I remember the Pecks’ first time at a local humanist gathering. Very ordinary looking dull folks, I thought. I remember that because deeper acquaintance has revealed remarkableness.
Dave was a teacher. Mira had both chemical engineering and law degrees, and a high powered corporate career. They adopted Russian orphans. Their world travels have been impossibly adventurous.
Mira also authored some novels, but I didn’t think much about that until getting to know her better. When I expressed interest, she handed me three books.
One, nonfiction, My Parents’ Triumph, chronicles their story, based on Mira’s intensive recorded interviews. Her father, Wolf, was born Jewish in Poland in 1921. So you can imagine.
But he did not follow a familiar trajectory. Wolf was a real operator (like my German Jewish grandfather). He escaped Poland during WWII and bopped around Eastern Europe, living by his wits. Which were apparently considerable. He married a non-Jewish woman whose own story was topsy-turvy, including a Siberian stint. Mira was born in 1946 in what is now Kyrgyzstan, then part of the USSR. The cover photo shows the parents holding the baby, with a starkly grim backdrop scene. It’s jarring to connect that baby with the modern woman I know.
Wolf returned to Poland, thriving under the Communist regime, soon in charge of an industrial enterprise employing hundreds. Then the political wheels turned, and they had to leave. Emigrated to Australia.
Funny thing: At one time I had this weird similar picture, of my wife and I, refugees (like my mother was), singing “Waltzing Matilda” as we deplane. And that was back when we still thought “it can’t happen here.” (“O Canada” might actually be likelier.)
Having to start all over in Australia was tough for Wolf. More so for 16-year-old Mira, who hated the relocation, leaving behind a life in which she felt herself thriving. Eventually she met and married Dave, an America on an Australian teaching gig; and so she wound up in the U.S.

Provided material:
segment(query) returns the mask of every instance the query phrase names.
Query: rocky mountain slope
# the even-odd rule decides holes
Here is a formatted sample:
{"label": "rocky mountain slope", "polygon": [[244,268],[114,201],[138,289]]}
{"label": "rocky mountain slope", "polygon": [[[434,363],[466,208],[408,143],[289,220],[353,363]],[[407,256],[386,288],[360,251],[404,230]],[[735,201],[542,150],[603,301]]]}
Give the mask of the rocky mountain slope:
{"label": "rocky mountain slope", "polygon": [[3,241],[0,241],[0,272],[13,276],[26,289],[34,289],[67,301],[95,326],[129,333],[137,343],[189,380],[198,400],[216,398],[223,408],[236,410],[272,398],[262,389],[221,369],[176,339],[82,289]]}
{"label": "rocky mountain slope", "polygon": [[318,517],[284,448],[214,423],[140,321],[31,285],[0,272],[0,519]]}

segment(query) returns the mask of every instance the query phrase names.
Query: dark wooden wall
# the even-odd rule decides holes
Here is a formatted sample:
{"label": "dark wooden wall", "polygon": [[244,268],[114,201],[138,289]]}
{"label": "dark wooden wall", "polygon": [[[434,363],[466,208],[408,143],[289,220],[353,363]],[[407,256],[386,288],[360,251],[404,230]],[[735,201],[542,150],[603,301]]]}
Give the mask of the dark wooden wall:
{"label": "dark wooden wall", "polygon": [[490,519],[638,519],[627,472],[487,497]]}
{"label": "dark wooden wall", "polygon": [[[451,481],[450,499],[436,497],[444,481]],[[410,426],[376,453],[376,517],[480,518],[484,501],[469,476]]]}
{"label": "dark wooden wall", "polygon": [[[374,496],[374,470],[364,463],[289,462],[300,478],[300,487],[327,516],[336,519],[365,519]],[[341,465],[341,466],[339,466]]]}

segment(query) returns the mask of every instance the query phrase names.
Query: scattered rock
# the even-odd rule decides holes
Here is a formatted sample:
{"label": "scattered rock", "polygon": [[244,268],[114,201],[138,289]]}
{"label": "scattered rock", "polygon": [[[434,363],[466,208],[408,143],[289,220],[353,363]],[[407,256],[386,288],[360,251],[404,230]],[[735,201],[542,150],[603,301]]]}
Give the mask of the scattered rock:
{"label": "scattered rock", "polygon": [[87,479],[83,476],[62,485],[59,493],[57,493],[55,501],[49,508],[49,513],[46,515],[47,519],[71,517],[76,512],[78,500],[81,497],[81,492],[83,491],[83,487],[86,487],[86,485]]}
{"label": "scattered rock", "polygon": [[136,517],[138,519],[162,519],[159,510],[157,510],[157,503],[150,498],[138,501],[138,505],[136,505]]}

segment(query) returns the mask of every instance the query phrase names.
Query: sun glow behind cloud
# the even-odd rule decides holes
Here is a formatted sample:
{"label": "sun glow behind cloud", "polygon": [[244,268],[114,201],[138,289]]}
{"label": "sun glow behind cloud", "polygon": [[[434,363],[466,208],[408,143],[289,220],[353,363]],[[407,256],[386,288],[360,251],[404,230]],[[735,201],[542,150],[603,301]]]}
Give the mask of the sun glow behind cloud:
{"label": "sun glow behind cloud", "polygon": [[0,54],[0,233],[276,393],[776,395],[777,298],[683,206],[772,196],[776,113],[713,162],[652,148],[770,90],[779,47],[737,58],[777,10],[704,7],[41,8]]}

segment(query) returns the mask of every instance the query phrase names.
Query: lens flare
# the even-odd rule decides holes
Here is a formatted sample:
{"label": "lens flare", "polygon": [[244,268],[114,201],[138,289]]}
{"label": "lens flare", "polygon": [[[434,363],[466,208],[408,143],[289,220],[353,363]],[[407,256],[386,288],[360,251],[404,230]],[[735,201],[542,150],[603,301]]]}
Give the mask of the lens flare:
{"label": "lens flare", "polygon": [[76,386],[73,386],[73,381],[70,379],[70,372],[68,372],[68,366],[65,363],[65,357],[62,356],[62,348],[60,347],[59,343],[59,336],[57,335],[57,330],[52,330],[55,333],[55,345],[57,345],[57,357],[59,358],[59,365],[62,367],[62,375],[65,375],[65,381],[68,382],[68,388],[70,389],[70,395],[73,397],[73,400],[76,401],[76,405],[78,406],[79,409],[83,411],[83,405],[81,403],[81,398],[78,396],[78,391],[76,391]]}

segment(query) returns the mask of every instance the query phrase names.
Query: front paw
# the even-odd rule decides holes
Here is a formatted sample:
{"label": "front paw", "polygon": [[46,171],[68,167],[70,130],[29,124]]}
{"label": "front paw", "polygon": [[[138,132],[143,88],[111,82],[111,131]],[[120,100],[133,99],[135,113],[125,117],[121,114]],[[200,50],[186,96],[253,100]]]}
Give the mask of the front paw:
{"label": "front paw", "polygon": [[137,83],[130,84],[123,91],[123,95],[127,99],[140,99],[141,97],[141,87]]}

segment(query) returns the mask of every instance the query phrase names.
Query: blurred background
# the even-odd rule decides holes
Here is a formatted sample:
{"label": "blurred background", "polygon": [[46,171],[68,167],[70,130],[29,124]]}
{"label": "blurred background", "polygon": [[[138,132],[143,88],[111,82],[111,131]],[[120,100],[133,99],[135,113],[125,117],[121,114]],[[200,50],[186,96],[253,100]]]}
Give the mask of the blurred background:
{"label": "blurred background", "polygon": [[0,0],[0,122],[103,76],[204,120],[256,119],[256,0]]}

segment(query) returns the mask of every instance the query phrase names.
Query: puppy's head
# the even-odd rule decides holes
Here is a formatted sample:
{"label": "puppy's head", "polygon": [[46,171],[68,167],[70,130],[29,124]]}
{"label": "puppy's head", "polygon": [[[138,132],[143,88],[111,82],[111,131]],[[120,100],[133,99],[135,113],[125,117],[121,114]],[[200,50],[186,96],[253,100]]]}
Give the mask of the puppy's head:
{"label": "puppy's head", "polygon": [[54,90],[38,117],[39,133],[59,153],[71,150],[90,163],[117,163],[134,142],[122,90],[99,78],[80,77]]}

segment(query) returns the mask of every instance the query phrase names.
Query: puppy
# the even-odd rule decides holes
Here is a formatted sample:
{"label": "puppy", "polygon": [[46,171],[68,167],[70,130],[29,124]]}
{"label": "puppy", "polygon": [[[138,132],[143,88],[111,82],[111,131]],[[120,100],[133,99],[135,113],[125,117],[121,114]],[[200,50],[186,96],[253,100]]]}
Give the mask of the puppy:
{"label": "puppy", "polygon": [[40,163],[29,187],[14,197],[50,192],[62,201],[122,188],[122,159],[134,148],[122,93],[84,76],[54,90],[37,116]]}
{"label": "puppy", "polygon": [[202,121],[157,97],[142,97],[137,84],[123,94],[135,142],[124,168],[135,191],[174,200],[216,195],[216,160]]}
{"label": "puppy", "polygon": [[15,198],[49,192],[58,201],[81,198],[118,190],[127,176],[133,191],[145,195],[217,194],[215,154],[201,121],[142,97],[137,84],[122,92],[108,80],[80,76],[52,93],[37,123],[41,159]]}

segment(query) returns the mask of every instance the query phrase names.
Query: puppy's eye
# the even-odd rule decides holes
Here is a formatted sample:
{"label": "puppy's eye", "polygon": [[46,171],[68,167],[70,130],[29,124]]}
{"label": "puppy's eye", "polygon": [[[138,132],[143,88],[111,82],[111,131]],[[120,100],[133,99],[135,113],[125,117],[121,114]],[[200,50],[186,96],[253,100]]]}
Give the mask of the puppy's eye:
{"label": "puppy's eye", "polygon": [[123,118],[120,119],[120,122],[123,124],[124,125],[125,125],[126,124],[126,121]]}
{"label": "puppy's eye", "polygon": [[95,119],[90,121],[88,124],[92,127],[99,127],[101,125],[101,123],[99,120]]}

Work to complete:
**a.** Please write out, word for word, the stretch of the piece about the Pecks from "But he did not" through "woman I know.".
**b.** Tally the lines in the entries that contain the word "wooden" and give only that number.

Written responses:
**a.**
But he did not follow a familiar trajectory. Wolf was a real operator (like my German Jewish grandfather). He escaped Poland during WWII and bopped around Eastern Europe, living by his wits. Which were apparently considerable. He married a non-Jewish woman whose own story was topsy-turvy, including a Siberian stint. Mira was born in 1946 in what is now Kyrgyzstan, then part of the USSR. The cover photo shows the parents holding the baby, with a starkly grim backdrop scene. It’s jarring to connect that baby with the modern woman I know.

**b.** 7